-- begin Record set --

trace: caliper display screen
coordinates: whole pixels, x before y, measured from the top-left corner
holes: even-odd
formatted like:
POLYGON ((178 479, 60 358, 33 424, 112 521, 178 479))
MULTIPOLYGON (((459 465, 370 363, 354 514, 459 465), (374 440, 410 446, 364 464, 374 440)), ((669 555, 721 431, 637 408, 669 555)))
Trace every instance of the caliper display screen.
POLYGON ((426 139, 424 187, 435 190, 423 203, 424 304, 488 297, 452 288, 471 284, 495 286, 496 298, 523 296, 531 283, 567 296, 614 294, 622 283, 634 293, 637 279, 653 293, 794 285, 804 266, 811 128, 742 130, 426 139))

-- end Record set --

Objective: Rewrite the listing, replacing "caliper display screen" with "caliper readout" everywhere it occurs and keeping everything else the same.

The output:
trace: caliper readout
coordinates: whole pixels, x before y, measured from the top-left corner
holes: even-odd
formatted like:
POLYGON ((178 479, 60 358, 33 424, 112 521, 178 479))
MULTIPOLYGON (((459 465, 370 363, 354 514, 459 465), (374 440, 410 446, 364 464, 374 440)), ((669 555, 721 431, 637 408, 669 555)))
Trace every instance of the caliper readout.
POLYGON ((426 139, 424 187, 435 190, 423 203, 424 304, 488 297, 452 288, 471 284, 495 286, 496 298, 523 296, 531 283, 567 296, 614 294, 622 283, 634 293, 637 279, 653 293, 794 285, 804 266, 811 128, 742 130, 426 139))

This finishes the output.